• Given information:

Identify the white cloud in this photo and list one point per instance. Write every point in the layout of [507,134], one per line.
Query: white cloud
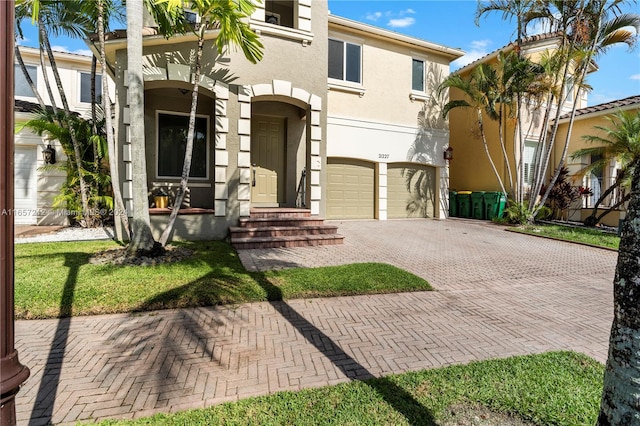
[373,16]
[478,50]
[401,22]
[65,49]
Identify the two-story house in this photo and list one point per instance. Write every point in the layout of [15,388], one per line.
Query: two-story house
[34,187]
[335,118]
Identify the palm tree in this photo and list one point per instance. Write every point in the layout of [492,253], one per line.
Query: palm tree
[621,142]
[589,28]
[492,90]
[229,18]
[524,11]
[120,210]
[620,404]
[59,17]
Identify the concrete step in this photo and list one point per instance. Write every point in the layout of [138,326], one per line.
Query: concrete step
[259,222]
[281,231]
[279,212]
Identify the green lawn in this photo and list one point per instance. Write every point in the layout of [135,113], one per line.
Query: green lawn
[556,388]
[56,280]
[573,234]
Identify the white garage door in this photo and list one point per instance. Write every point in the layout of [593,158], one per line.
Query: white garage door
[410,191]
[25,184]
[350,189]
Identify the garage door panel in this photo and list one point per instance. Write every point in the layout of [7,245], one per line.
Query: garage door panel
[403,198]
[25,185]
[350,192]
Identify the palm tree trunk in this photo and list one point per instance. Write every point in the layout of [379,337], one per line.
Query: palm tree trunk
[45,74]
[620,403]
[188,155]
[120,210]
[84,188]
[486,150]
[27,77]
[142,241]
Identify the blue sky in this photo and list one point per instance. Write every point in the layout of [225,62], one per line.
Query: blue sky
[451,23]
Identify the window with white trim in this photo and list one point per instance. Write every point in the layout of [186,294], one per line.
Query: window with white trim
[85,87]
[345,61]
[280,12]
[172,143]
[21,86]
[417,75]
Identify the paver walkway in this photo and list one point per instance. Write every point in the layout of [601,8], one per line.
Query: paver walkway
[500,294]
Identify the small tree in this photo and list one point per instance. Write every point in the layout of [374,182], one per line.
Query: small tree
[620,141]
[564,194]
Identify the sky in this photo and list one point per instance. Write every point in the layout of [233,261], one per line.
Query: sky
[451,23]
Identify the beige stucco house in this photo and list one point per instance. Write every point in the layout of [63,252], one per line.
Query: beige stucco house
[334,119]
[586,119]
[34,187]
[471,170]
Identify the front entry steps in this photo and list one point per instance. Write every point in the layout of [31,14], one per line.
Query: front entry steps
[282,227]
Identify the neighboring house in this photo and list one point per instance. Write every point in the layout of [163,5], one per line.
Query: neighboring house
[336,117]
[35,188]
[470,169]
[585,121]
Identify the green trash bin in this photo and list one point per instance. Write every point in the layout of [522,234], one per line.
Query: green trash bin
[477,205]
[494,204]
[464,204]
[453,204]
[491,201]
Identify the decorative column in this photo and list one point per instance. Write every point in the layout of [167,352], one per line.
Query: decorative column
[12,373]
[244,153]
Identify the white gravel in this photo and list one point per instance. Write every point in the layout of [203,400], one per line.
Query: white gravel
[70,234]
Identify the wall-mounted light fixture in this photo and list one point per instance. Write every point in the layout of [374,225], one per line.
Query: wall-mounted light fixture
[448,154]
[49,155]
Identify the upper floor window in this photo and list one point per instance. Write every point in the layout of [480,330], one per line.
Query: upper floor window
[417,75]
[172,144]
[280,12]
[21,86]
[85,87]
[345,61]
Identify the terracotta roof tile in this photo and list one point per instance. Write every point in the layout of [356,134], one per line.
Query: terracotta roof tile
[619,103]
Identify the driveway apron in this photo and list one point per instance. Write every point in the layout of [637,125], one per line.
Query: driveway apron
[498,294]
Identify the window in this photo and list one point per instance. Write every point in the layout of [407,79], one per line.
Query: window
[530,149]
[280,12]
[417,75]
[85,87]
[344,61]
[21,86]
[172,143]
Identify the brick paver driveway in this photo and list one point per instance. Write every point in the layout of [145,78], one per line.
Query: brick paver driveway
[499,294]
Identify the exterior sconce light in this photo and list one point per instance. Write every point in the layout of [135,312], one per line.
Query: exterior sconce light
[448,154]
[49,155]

* * *

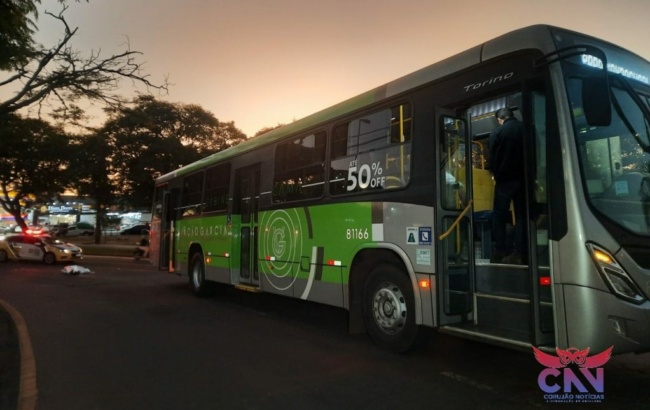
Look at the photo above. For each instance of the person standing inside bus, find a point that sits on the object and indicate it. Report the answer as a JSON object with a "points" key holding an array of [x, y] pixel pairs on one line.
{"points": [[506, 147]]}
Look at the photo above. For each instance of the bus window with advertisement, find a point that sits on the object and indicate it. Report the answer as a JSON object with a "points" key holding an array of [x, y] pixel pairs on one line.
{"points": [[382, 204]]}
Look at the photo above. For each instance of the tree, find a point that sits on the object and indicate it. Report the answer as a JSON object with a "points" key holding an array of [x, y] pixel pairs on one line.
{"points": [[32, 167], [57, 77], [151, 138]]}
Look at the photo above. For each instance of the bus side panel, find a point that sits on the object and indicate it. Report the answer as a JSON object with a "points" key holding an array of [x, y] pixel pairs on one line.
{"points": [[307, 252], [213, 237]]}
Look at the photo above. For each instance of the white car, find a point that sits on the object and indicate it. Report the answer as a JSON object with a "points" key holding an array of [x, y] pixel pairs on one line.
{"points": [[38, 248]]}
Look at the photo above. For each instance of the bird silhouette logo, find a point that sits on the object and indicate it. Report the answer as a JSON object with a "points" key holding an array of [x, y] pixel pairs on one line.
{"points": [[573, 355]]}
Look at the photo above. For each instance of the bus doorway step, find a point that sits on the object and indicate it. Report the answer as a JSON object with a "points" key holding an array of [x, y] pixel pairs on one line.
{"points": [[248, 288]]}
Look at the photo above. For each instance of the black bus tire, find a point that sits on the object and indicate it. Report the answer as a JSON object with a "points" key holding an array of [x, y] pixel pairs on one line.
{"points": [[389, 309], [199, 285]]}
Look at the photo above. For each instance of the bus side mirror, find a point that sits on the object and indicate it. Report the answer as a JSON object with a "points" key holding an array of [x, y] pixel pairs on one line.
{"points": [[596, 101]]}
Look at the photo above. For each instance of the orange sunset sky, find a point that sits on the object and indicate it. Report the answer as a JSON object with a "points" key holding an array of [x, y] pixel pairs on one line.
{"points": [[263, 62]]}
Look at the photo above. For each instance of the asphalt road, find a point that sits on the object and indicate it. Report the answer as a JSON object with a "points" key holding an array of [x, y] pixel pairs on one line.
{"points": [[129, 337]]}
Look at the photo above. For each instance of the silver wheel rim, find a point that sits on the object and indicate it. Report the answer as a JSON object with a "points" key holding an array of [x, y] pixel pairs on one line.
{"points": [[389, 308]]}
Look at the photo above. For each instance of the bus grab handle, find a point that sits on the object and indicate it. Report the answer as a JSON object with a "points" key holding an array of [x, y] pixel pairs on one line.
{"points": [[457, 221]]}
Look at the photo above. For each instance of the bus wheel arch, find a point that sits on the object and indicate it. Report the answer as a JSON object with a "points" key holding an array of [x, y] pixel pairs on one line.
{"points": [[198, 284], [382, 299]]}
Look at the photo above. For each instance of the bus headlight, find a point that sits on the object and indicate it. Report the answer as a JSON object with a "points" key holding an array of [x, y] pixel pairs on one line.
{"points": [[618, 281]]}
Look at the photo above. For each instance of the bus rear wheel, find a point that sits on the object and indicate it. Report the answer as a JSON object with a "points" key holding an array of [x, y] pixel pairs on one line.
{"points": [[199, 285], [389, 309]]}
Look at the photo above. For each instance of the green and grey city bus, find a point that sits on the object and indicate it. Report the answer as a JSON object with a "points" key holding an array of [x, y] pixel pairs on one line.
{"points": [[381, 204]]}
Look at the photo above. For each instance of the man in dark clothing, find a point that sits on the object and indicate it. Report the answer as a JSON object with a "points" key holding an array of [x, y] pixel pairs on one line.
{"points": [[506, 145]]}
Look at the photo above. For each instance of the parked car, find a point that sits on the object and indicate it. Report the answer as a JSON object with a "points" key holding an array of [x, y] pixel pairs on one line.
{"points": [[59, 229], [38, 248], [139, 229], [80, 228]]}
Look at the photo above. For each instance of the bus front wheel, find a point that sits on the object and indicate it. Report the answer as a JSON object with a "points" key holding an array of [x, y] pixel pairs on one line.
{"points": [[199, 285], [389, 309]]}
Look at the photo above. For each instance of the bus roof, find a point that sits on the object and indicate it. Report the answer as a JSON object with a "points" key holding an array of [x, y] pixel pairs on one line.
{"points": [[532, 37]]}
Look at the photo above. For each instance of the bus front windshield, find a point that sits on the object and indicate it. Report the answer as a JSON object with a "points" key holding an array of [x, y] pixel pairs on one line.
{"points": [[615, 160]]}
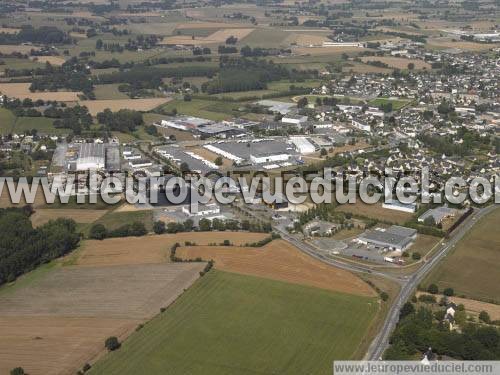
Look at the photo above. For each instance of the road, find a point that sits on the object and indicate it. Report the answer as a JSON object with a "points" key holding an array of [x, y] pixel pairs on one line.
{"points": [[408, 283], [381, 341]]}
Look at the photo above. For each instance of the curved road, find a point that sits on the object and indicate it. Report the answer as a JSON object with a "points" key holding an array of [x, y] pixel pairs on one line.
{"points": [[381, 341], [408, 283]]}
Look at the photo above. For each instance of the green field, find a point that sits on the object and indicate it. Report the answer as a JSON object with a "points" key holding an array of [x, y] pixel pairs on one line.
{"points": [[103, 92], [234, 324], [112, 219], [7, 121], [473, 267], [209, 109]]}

• About this task: Look above for the line with "Identify the white cloud" and the line with "Identify the palm tree in"; set down those two lines and all lines between them exactly, without pictures and without anything else.

• Answer:
Identify the white cloud in this photo and list one point per instance. Write every point in the layout of [507,134], one per line.
Query: white cloud
[373,16]
[478,50]
[401,22]
[65,49]
Identify the two-story house in this photo and list one point per instance. Write every point in the layout of [15,388], one per line.
Query: two-story house
[34,187]
[335,118]
Identify the palm tree in this photo and list one point per instance. Write every point in the layout of [492,253], one per line.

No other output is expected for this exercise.